• _TASK TO CARRY OUT_
Please pick up the passage on public cloud computing after its final sentence and carry it forward.

• _SUPPLIED TEXT_
◆ ◆ ◆ ◆ ◆ ◆ ◆

Modern computers have been around since the 1930’s and became the technology “backbone” of business worldwide. Advancements in networking, the Desktop PC, the Internet, Client/Server and mobile devices have all had profound effects on business and operations. However, public cloud computing gives the enterprise and government agencies transformative operational and financial options to innovate like no other technology in the history of the business. As a result, public cloud computing has the potential to be the single most disruptive technology advancement in the history of modern business.
From a financial standpoint, public cloud computing has completely changed the Total Cost of Ownership (TCO) equation and revolutionized how we account for computer and software assets. By enabling the enterprise and government agencies to evolve from tracking capital investments and amortization to pure expenses with Software-as-a-Service (SaaS) and Pay-as-you-Go models, public cloud computing provides financial leaders with the freedom to more closely forecast the financial impact of various “what-if” business scenarios and more accurately account for actual costs. In addition, with scalable computing resources from Azure, AWS, and other public cloud service providers, IT operations can now scale up to meet peak computing demands and scale back down when demand drops. This flexibility results in dramatically reduced costs and TCO.
From an IT operations standpoint, public cloud computing provides the opportunity to free up valuable and expensive IT resources to focus on the critical issues that are unique to the enterprise or government agency. There is the opportunity to mothball the enterprise data center. System monitoring and fixes, backups, software updates, security and other mundane but essential IT tasks can be offloaded to the cloud service provider. Best case, the enterprise or government agency can outsource its entire IT infrastructure to the cloud service provider under a managed services agreement. Worst case, the enterprise or government agency can reduce its IT staff to maintain IT infrastructure down to a much smaller organization.

◆ ◆ ◆ ◆ ◆ ◆ ◆

• _RECORDS PROVIDED_
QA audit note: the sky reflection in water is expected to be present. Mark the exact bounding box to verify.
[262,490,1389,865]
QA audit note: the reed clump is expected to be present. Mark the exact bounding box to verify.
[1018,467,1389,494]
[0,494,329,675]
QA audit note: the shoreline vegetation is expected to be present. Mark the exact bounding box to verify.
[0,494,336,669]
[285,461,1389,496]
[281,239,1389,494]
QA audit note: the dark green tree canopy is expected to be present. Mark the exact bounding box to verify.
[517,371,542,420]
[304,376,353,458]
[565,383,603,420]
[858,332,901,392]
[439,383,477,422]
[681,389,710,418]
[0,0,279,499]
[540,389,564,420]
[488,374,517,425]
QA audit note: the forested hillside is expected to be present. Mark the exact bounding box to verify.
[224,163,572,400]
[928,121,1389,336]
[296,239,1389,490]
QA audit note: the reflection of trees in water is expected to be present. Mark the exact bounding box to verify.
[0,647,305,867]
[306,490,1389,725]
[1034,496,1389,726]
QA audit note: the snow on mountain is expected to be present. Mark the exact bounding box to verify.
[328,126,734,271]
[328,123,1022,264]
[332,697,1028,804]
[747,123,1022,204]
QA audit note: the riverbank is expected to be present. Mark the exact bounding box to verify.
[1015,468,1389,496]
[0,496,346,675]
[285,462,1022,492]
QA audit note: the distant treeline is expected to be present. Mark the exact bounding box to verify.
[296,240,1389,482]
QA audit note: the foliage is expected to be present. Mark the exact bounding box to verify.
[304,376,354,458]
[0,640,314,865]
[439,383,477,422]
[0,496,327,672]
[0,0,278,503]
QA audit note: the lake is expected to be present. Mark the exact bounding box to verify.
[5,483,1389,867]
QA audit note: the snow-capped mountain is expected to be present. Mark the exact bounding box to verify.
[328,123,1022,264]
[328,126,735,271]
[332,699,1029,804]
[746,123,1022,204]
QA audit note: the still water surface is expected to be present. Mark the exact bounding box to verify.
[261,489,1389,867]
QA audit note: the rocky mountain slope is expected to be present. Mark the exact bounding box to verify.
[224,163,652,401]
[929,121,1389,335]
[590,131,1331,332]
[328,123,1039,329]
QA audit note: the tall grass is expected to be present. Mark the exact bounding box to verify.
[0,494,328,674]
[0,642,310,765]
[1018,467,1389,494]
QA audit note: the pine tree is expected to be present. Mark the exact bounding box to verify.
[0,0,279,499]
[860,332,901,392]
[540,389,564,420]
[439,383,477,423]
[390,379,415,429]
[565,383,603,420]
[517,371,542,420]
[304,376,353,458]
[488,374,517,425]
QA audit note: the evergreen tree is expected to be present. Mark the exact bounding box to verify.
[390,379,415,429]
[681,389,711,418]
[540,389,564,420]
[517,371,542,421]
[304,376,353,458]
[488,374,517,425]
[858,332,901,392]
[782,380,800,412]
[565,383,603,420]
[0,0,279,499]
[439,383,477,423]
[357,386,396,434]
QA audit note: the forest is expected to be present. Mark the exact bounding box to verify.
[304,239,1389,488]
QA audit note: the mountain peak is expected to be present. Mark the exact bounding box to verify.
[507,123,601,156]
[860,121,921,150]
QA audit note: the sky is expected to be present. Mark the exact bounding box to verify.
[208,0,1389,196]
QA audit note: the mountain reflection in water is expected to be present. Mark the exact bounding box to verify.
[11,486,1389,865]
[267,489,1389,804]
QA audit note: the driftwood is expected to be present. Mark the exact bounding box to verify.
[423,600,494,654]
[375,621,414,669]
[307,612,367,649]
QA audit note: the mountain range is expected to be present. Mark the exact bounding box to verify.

◆ ◆ ◆ ◆ ◆ ◆ ◆

• _ANSWER FOR THE TASK_
From a Business standpoint, public cloud computing provides enterprise and government agencies a whole new business playing field with options that are only restricted by the imagination of the business leaders. New cloud-based internal or customer-facing applications can be implemented in a matter of weeks or months as opposed to years. Organizations can go virtual with employees having the option to work remotely and collaborate both internally and externally via their favorite office 365 applications on a variety of mobile devices. With centralized data storage, real-time enterprise and agency-wide online information analytics are a click away.
According to a 2014 study by Oxford Economics and SAP, titled, “The Cloud Grows Up“:
- 69% of enterprises expect to make moderate-to-heavy cloud investments over the next three years as they migrate core business functions to the cloud.
- 44% of enterprises are relying on cloud computing to launch new business models today, predicting this will increase to 55% in three years.
- 32% are using cloud computing to streamline their supply chains today. Senior executives predict this figure will increase to 56% in three years, a 24% increase.
- 59% say they use cloud-based applications and platforms to better manage and analyze data today, reflecting the increasing importance of analytics and big data enterprise-wide.
With the benefit of 2 years to analyze the results:
- Top–line growth (58%), collaboration among employees (58%), and supply chain (56%) are the three areas enterprises expect cloud computing to impact most in three years. The greatest gains will be in the areas of a supply chain (a 24% jump), collaboration among employees (20%) and increased agility and responsiveness to customers (17%).
- Developing new products & services (61%), new lines of business (51%) and entering new markets (40%) are three key areas cloud computing is transforming enterprises. With a 35% increase, developing new products and services is the most dominant strategy enterprises are relying on to grow their businesses.
- 58% of enterprises predict their use of cloud computing will increase top-line revenue growth in three years. 67% see the cloud changing skill sets and transforming the role of HR.
- 74% of enterprises say innovation and R&D are somewhat or mostly cloud-based. 61% say they will have developed new products and services in three years as a result of adopting cloud technologies.
- Enterprise cloud security strategies are maturing rapidly. From 2012 to 2014, strategies for ensuring the security of API and interfaces increased 24%, from 20% to 44%. Additional concerns that increased include virus attacks (up 19%), and identity theft (up 16%).
- 31% of respondents say the cloud computing has had a transformative impact on their business. 48%, nearly half, state that cloud computing has had a moderate impact on business performance. The majority believe cloud computing will have a significant impact on top-line revenue growth in three years.
- 67% of enterprises say that marketing, purchasing, and supply chain are somewhat and mostly cloud-based as of today. Cloud-based adoption has reached an inflection point in enterprises, with functional areas having the largest percentage of workloads running on cloud-based apps. Enterprise senior executives see the potential to improve innovation, R&D, and time-to-market via greater collaboration using cloud technologies.